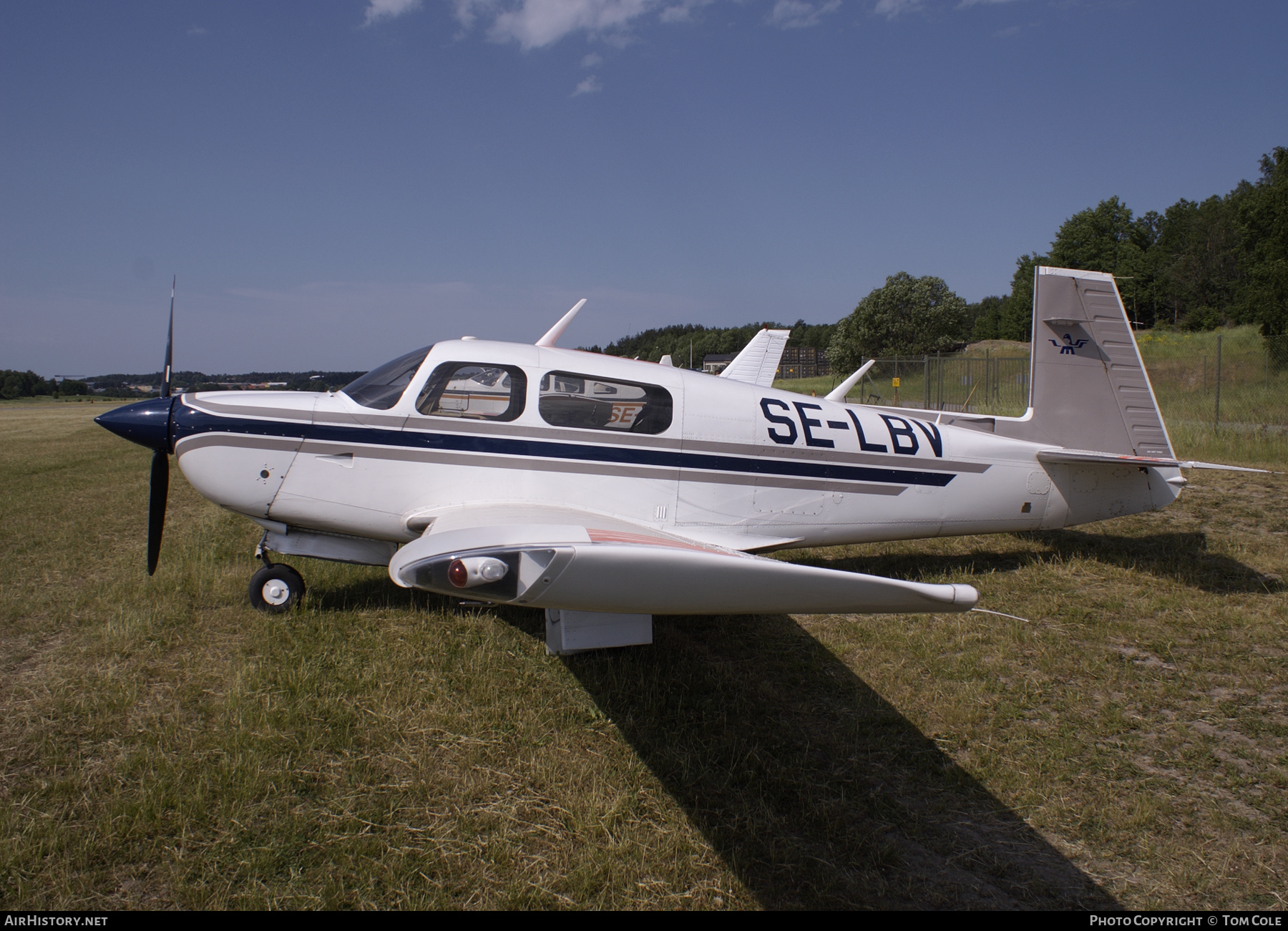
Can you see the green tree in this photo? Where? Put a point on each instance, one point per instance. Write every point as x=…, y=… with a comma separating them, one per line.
x=906, y=317
x=1098, y=238
x=983, y=317
x=1262, y=212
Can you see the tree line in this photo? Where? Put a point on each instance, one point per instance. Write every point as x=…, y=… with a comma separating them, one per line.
x=14, y=384
x=1197, y=265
********
Stated problem -
Write out all the lines above again with the requests unchanged, and raise every x and y coordinate in the answers by 54. Leave out the pictures.

Final result -
Can you see the green tree in this photo? Where? Put a point on each instance, one point per instance. Write every point as x=…, y=… with a comma separating them, one per line.
x=960, y=371
x=1152, y=292
x=1037, y=371
x=1316, y=266
Can you see the tree line in this photo? Where? Put a point on each instance, one point per instance. Write every point as x=…, y=… with a comma separating them, one per line.
x=68, y=438
x=1251, y=319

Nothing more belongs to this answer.